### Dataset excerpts
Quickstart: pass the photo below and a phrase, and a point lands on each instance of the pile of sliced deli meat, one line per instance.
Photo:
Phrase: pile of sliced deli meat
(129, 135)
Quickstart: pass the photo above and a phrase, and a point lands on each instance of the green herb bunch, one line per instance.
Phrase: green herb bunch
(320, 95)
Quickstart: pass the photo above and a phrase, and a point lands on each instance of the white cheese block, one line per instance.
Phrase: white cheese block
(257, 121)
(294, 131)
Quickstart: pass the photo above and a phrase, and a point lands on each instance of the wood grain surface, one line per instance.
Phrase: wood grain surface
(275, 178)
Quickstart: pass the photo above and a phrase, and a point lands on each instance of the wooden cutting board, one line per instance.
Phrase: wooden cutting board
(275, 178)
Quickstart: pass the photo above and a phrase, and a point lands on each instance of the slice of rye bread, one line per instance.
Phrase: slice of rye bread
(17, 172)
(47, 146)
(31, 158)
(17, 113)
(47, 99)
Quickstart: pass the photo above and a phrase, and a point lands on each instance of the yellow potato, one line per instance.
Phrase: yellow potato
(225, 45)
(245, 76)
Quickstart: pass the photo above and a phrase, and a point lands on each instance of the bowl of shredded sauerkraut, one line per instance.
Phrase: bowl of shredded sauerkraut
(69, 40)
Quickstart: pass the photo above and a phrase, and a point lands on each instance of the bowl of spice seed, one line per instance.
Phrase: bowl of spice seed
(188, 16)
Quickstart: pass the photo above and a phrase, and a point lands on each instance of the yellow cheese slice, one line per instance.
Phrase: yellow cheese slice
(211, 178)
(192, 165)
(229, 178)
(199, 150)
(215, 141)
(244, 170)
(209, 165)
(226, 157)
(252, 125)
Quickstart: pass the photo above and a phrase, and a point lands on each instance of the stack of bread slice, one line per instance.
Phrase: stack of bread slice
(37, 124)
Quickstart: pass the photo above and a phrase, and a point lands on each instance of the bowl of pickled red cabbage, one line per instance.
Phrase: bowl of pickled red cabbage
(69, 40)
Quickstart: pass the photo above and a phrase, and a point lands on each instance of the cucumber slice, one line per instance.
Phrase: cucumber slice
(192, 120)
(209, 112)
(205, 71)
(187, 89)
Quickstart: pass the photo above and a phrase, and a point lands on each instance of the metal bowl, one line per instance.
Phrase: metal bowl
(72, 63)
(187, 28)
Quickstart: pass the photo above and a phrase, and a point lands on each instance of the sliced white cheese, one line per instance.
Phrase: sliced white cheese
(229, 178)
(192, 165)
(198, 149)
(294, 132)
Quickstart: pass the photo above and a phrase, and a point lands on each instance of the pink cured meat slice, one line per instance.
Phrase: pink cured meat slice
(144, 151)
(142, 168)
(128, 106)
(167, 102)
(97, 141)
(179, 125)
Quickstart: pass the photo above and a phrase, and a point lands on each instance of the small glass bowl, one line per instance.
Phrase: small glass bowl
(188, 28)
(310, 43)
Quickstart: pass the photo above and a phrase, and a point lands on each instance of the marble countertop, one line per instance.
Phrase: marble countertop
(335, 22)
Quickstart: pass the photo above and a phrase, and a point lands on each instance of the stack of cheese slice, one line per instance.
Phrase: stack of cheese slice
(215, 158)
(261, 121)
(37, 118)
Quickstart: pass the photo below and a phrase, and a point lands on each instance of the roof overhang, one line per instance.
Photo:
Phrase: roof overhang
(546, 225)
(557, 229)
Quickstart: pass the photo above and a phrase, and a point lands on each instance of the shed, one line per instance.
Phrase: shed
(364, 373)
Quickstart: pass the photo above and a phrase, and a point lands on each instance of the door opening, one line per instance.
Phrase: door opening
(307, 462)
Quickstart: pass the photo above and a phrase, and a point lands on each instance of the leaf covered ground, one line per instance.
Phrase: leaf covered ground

### EXERCISE DESCRIPTION
Above are some records; copy exactly the lines from the one with "bunch, one line per instance." through the one with "bread, one line per instance.", both included, and no others.

### YOUR RESPONSE
Quickstart: pass the photo above and a phrase, and a point lands on each instance of the green herb bunch, one line per instance.
Phrase: green herb bunch
(320, 95)
Quickstart: pass the photo above and a phrase, and a point lands on each instance of the white cheese block, one line per instance.
Phrase: white cheese block
(257, 121)
(294, 131)
Quickstart: pass the photo above and a phrase, and a point lands on each instance of the wood grain surface, one line per instance.
Phrase: wood grain surface
(275, 178)
Quickstart: pass the photo above and a phrase, and a point lands on each instance of the wooden cutting board, one line per instance.
Phrase: wooden cutting board
(275, 178)
Quickstart: pass the photo above and a phrase, and a point lands on each instance of the slice of rye bread, one line per instance.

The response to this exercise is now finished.